● Work to complete
Look through the listing underneath for "segment", and copy every line that has it.

● Available data
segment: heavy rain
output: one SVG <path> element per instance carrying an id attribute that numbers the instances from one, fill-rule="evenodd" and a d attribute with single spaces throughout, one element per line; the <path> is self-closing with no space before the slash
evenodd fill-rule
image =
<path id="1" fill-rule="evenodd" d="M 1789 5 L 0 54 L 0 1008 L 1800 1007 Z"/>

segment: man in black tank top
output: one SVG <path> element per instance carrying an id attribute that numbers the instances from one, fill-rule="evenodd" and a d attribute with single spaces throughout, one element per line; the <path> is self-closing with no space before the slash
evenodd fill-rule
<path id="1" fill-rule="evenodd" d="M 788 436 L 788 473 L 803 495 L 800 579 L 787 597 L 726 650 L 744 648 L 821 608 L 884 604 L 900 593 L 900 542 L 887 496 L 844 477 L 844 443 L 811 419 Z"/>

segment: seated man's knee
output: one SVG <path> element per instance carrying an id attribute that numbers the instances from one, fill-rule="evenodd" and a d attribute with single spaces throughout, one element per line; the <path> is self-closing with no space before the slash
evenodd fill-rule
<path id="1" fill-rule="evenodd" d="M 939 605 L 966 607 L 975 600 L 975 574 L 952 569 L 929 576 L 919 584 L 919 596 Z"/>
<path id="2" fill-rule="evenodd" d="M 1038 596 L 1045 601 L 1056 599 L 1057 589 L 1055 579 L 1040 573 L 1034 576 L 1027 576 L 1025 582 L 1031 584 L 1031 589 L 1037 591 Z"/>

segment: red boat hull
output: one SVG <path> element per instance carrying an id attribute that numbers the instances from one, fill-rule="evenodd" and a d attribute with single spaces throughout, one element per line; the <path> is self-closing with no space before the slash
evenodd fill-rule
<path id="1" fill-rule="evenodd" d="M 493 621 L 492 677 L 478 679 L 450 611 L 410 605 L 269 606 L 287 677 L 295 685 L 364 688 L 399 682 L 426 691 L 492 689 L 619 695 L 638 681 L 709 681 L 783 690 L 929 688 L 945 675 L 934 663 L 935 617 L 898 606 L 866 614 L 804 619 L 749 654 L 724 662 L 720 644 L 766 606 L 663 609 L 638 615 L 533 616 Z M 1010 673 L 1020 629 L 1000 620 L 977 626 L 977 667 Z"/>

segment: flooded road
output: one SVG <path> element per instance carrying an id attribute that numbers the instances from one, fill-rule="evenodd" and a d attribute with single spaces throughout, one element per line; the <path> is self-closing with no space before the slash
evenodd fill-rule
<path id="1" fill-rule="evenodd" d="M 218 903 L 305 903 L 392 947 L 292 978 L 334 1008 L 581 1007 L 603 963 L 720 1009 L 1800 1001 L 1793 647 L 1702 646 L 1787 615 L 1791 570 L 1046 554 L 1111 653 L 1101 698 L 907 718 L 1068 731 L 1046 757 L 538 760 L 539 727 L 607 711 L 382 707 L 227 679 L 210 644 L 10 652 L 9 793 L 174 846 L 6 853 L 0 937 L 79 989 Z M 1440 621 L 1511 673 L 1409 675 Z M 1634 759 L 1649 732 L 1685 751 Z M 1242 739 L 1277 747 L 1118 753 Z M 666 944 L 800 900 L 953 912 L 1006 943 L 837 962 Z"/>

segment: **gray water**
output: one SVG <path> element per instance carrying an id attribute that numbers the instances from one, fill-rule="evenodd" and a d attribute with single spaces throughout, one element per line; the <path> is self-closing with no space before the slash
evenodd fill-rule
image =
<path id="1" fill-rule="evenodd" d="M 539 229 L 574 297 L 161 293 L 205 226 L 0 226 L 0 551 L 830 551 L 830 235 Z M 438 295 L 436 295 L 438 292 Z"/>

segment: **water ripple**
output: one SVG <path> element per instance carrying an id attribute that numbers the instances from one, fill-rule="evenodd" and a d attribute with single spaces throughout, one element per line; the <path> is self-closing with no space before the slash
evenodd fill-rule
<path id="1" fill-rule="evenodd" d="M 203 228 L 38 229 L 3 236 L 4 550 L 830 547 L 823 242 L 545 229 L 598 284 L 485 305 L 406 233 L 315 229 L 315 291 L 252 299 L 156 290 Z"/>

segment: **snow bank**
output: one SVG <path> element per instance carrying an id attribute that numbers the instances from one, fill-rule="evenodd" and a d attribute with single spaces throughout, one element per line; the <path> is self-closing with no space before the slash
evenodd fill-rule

● Finished task
segment: heavy rain
segment: man in black tank top
segment: seated man's knee
segment: red boat hull
segment: flooded road
segment: **gray water**
segment: **water ripple**
segment: **snow bank**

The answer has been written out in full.